_Material for this exercise_:
▽
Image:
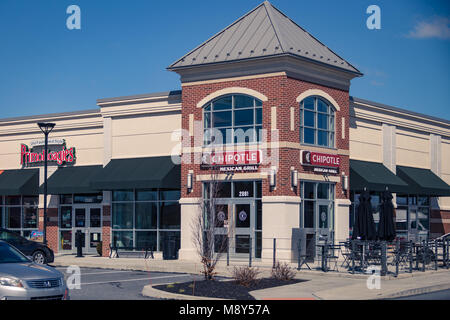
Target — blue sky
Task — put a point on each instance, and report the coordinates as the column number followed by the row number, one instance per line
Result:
column 124, row 47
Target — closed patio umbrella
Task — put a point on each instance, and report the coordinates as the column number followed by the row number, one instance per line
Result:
column 386, row 227
column 364, row 226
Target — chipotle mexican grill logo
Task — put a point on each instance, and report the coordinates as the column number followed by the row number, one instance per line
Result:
column 58, row 154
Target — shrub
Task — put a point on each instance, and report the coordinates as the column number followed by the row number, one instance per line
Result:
column 282, row 271
column 100, row 248
column 246, row 276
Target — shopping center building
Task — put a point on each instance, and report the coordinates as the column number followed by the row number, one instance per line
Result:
column 264, row 108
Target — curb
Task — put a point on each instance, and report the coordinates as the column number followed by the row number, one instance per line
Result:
column 149, row 291
column 416, row 291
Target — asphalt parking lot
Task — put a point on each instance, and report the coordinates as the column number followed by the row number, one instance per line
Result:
column 102, row 284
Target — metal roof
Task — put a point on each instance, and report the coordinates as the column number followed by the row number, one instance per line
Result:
column 263, row 32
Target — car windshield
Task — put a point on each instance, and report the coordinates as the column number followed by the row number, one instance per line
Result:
column 9, row 254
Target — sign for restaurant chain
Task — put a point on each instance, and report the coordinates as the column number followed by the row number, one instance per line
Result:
column 233, row 161
column 322, row 162
column 57, row 153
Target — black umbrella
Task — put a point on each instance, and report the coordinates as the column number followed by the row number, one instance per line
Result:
column 364, row 226
column 386, row 227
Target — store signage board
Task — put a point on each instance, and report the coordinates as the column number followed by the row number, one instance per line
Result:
column 240, row 161
column 58, row 154
column 321, row 162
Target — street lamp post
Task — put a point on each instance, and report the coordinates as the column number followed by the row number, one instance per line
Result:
column 46, row 128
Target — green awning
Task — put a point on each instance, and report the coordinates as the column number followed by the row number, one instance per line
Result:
column 68, row 180
column 423, row 181
column 138, row 173
column 19, row 182
column 374, row 176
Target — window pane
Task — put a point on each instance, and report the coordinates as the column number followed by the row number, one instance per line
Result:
column 222, row 119
column 30, row 217
column 423, row 221
column 147, row 195
column 30, row 201
column 66, row 199
column 243, row 189
column 243, row 117
column 323, row 138
column 258, row 116
column 146, row 215
column 66, row 217
column 207, row 123
column 309, row 214
column 322, row 121
column 323, row 191
column 170, row 215
column 66, row 240
column 309, row 190
column 308, row 136
column 322, row 106
column 309, row 119
column 13, row 200
column 243, row 102
column 308, row 103
column 88, row 198
column 169, row 240
column 123, row 195
column 12, row 217
column 222, row 104
column 122, row 239
column 122, row 215
column 170, row 194
column 146, row 240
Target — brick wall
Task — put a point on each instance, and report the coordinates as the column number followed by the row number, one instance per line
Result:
column 282, row 93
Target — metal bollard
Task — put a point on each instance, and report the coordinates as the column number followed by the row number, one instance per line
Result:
column 411, row 248
column 424, row 255
column 435, row 254
column 397, row 256
column 250, row 253
column 274, row 251
column 383, row 258
column 228, row 251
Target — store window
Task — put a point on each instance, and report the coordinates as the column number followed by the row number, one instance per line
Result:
column 317, row 209
column 19, row 214
column 232, row 119
column 412, row 216
column 146, row 218
column 317, row 122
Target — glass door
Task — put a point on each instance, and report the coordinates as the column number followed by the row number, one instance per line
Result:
column 244, row 227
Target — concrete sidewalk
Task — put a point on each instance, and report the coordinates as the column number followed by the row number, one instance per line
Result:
column 320, row 285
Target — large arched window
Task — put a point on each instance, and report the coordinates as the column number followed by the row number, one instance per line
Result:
column 232, row 119
column 317, row 122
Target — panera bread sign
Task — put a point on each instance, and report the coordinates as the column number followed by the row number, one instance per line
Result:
column 321, row 162
column 58, row 153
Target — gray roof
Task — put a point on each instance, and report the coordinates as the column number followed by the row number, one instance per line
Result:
column 263, row 32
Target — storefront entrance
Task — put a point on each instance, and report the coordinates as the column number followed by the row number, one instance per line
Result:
column 84, row 217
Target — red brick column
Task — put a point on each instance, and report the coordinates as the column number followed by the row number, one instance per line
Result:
column 106, row 230
column 52, row 227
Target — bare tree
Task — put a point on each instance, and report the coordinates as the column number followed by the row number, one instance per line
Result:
column 209, row 245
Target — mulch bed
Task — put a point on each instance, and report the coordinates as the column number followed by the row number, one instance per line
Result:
column 223, row 289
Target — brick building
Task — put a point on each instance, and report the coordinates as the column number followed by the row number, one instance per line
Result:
column 265, row 110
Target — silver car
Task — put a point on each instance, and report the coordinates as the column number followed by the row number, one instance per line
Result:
column 22, row 279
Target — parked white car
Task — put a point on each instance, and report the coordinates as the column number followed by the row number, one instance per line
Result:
column 22, row 279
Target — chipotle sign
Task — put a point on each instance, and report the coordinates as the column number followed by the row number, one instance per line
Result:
△
_Short task_: Make an exact copy of all entries above, dropping the images.

_Output of the task_:
Image:
Target — blue sky
Task — put a point on each instance, and report the coordinates as the column number followed by the row number, one instance per line
Result:
column 124, row 47
Target — closed patio umbrella
Task — put a point on each instance, and report the coordinates as the column number followed by the row number, one instance per line
Result:
column 386, row 227
column 364, row 226
Target — chipotle mexican grill logo
Task — put a point on each instance, and report the coordinates as the column number followed by the row number, one instance per line
Result:
column 58, row 154
Target — shrub
Task — put a point on each instance, and report the coordinates as the column number followed by the row number, one instance per line
Result:
column 282, row 271
column 100, row 248
column 246, row 276
Target — shopping center building
Task — put a point on each instance, and report the coordinates as the column number followed by the row number, one instance per line
Result:
column 264, row 108
Target — curb
Task — put a point on each instance, and report the coordinates as the column number followed by the row number, one instance per line
Result:
column 149, row 291
column 416, row 291
Target — asphalt parking lot
Task — put a point on each instance, and report the coordinates as the column number followed by the row number, one instance per line
Result:
column 102, row 284
Target — metal roof
Task — put a point on each instance, and report the coordinates as the column number followed by the row number, one instance per line
Result:
column 263, row 32
Target — car windshield
Task — put a point on each instance, and report the coordinates as the column number followed by the row number, one instance per line
Result:
column 9, row 254
Target — sign for restaurant chain
Task — put a point on each instance, and report the coordinates as the column number followed by the row number, one instance per line
Result:
column 233, row 161
column 322, row 162
column 57, row 153
Target — black umbrella
Task — put a point on each instance, and report the coordinates as the column number followed by the row number, one instance per line
Result:
column 364, row 226
column 386, row 227
Target — store signage board
Task — put a point on each instance, and report the coordinates as the column number followed by the row number, one instance per line
Result:
column 240, row 161
column 58, row 154
column 321, row 162
Target — street lamp post
Task — put a point on each instance, and report the coordinates as the column number followed by the row number, one instance per line
Result:
column 46, row 128
Target — green awning
Task — put a point on each instance, and report the coordinates as the column number followed by the row number, one instance per line
Result:
column 68, row 180
column 423, row 181
column 138, row 173
column 19, row 182
column 374, row 176
Target — window pane
Task — put a point on each instance, and report the coordinates as the column number followed by the row number, one instance per line
Result:
column 222, row 119
column 30, row 217
column 423, row 221
column 147, row 195
column 30, row 201
column 66, row 199
column 243, row 189
column 243, row 117
column 323, row 138
column 258, row 116
column 146, row 215
column 66, row 217
column 207, row 123
column 309, row 214
column 322, row 121
column 323, row 191
column 170, row 215
column 66, row 240
column 309, row 190
column 308, row 136
column 322, row 106
column 309, row 119
column 13, row 200
column 243, row 102
column 308, row 103
column 88, row 198
column 169, row 240
column 123, row 195
column 12, row 217
column 222, row 104
column 122, row 239
column 122, row 215
column 170, row 194
column 146, row 240
Target — brick wall
Task — put a point on each instance, and report the coordinates as the column number followed by the row number, one instance per line
Result:
column 282, row 93
Target — metal bollard
Task — put a point on each instance, and report the coordinates as the column number followed by the row number, one instance per line
Result:
column 411, row 248
column 424, row 255
column 435, row 254
column 397, row 256
column 250, row 253
column 274, row 251
column 383, row 258
column 228, row 251
Target — store window
Task — put a point on each instance, and report the coordinates as the column number followed by the row number, one instance per line
Result:
column 317, row 209
column 19, row 214
column 232, row 119
column 412, row 216
column 146, row 218
column 317, row 122
Target — glass door
Task — put a point on each instance, and report the coordinates as the column number followed by the row number, one instance per line
Result:
column 244, row 227
Target — concrete sidewalk
Task — put a point on each instance, and report the coordinates as the column number followed by the row number, one instance per line
Result:
column 320, row 285
Target — large arched window
Task — put a point on each instance, and report the coordinates as the column number followed by the row number, one instance per line
Result:
column 232, row 119
column 317, row 122
Target — panera bread sign
Task — put a point on each instance, and report the coordinates as the column number followed by the row number, one instance per line
Result:
column 321, row 162
column 58, row 153
Target — gray roof
Task — put a point on each instance, and report the coordinates as the column number followed by the row number, one instance per line
Result:
column 263, row 32
Target — storefront entrance
Task — put a point on each instance, and report the coordinates as the column number followed by the row number, one instance per line
Result:
column 84, row 217
Target — red brick column
Task — put a point on each instance, and report the coordinates as the column number followed by the row number, one instance per line
Result:
column 106, row 230
column 52, row 227
Target — bare tree
Task — put a point on each instance, and report the coordinates as the column number followed by the row number, one instance per line
Result:
column 209, row 245
Target — mulch bed
Task — put a point on each instance, and report the coordinates as the column number followed by the row number, one instance per line
Result:
column 223, row 289
Target — brick building
Task — put a point on each instance, and report the coordinates as the column number followed by the row number, one instance per line
Result:
column 265, row 110
Target — silver car
Task — put a point on each instance, and report the coordinates as the column number followed by the row number, one instance per line
Result:
column 22, row 279
Target — parked white car
Task — put a point on each instance, and report the coordinates as the column number followed by the row number, one instance per line
Result:
column 22, row 279
Target — chipotle sign
Task — put a point on each instance, and report the coordinates as the column number followed by the row number, one instance per line
Result:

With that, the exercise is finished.